Problem details:
Return exactly the final stretch of the records below, opening with the line that contains "Check that each instance of the green" and closing with the last line.

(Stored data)

=== Begin Enclosure ===

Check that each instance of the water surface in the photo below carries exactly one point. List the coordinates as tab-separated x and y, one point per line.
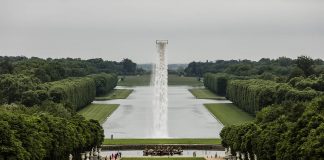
187	117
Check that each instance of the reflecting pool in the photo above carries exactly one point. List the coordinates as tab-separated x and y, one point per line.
187	117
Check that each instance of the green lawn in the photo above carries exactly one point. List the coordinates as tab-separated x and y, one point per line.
202	93
164	158
162	141
98	112
144	80
186	81
228	114
115	94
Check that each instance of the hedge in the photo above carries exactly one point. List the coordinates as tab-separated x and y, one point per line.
255	94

=== End Enclosure ===

Written solution:
Check that each instance of the green lawn in the photo above carries exactly one point. List the coordinates as tab-separated x and y, one point per line.
202	93
164	158
162	141
98	112
144	80
186	81
228	114
115	94
Check that each instance of the hedge in the photo above carries exactly one point. List the coordinates as tab-separated x and y, one point per line.
255	94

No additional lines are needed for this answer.